» **Exercise goal**
Locate every line in the records below that contains the string "headlight", and copy each such line.

** BEGIN Supplied data **

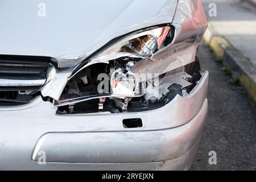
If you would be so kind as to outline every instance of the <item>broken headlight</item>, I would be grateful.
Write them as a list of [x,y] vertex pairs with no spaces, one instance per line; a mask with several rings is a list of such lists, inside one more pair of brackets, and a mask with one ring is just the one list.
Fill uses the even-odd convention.
[[146,93],[146,82],[131,71],[133,67],[141,59],[154,61],[154,54],[172,38],[173,29],[166,26],[137,31],[109,44],[74,72],[54,105],[69,111],[85,105],[90,110],[96,107],[96,111],[127,110],[133,98]]

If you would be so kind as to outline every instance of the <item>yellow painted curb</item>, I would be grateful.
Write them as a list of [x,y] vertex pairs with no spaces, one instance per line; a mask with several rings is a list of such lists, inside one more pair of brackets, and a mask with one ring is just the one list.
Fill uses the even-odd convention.
[[[256,80],[256,75],[254,75],[254,80]],[[242,74],[240,78],[240,82],[245,86],[247,90],[253,96],[254,101],[256,101],[256,85],[250,78],[245,73]]]
[[230,46],[229,43],[224,38],[221,36],[215,36],[212,38],[209,46],[218,57],[218,59],[223,59],[226,48]]

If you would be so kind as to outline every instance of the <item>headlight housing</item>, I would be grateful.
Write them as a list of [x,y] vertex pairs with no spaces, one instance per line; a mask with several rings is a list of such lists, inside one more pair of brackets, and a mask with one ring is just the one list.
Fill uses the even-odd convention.
[[[154,55],[172,42],[172,28],[165,25],[136,31],[105,47],[69,78],[64,94],[54,105],[71,106],[100,98],[98,108],[102,108],[102,102],[107,98],[113,100],[121,110],[126,110],[133,98],[142,97],[146,93],[146,83],[138,79],[131,69],[141,59],[154,61]],[[99,78],[98,76],[102,72],[105,76]]]

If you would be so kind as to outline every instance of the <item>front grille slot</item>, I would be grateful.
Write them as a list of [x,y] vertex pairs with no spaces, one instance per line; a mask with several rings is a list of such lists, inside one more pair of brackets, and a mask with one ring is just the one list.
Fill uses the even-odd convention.
[[28,103],[46,81],[51,58],[0,55],[0,104]]

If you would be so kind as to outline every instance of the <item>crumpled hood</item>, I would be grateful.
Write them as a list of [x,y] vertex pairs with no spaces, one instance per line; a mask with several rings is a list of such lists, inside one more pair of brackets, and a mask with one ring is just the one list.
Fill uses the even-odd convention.
[[0,54],[67,59],[59,66],[68,67],[116,37],[171,22],[177,1],[0,0]]

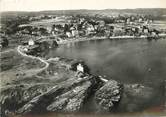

** END Supplied data **

» **Solution to this problem**
If you would be so kind as to outline every instance of the <item>broken headlight</item>, I would be grateful.
If you would be so kind as to outline every instance of the <item>headlight housing</item>, I would be grateful.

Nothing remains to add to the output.